→ **Goal A**
The abstract below gives a date in parentheses after the name of each chronicler. List all of those dates as they appear.

→ **Text segment**
Abstract. This paper provides an overview of Greek historical writing of the Middle Byzantine period (approx. 800 until 1000 A.D., with a particular focus on the major chronicles, such as Theophanesthe Confessor (early 9th c.), George the Monk (probably late 9th c.), and Symeon the Logothete (second half of the 10th c.). On the one hand, it is discussed how the chroniclers engage with tradition and either accept it or reject it. Acceptance of tradition is illustrated by many cases where chroniclers keep very close to the narrative modes of their predecessors and in particular where they copy them extensively. Rejection of, or at least deviation from tradition is illustrated by many cases where new narrative techniques and modes of expression are apparent. Particular attention is paid to some aspects of narrative technique which seem to be innovative. In short, there seems to be an increased tendency towards greater logical (and hence, narrative) coherence in the chronicles and an increased tendency towards concentration on a small number of settings, issues and persons (in particular, there is an increased concentration on the Capital of Constantinople and the Emperor’s person). Further, reception is discussed, and especially how Middle Byzantine historical texts were read and used in later writings, including the Slavic literatures. The need for further research in order to understand the transmission processes, especially in the form of the philological study of manuscripts, is stressed.

→ **Goal B**
Count the lines in the records that contain the word "every". Give only the number.

→ **Dataset entries**

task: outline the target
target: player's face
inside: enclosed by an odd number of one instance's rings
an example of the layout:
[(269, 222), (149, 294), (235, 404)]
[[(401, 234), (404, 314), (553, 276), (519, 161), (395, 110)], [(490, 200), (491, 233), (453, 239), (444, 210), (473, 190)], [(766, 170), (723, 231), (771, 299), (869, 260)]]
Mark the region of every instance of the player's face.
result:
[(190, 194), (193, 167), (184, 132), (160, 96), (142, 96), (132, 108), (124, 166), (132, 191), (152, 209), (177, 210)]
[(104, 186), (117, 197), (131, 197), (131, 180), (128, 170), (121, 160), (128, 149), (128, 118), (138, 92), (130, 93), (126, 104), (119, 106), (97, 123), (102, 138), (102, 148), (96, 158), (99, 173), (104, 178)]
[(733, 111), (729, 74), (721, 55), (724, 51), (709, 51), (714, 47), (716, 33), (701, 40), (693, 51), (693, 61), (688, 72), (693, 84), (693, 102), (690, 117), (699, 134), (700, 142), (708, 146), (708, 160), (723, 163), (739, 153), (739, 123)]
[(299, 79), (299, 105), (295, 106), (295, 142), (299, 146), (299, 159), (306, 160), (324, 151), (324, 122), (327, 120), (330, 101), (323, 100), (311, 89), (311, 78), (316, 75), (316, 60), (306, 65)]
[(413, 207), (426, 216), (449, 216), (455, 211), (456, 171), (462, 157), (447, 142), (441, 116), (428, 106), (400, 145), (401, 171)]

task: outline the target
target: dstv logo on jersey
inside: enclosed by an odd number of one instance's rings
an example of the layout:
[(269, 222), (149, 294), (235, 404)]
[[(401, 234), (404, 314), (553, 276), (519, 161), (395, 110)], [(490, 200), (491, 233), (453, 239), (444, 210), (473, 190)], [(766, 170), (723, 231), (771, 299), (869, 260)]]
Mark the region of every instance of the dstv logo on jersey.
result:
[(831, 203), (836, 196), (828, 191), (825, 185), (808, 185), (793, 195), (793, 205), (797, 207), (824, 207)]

→ **Final result A**
early 9th c.
probably late 9th c.
second half of the 10th c.

→ **Final result B**
2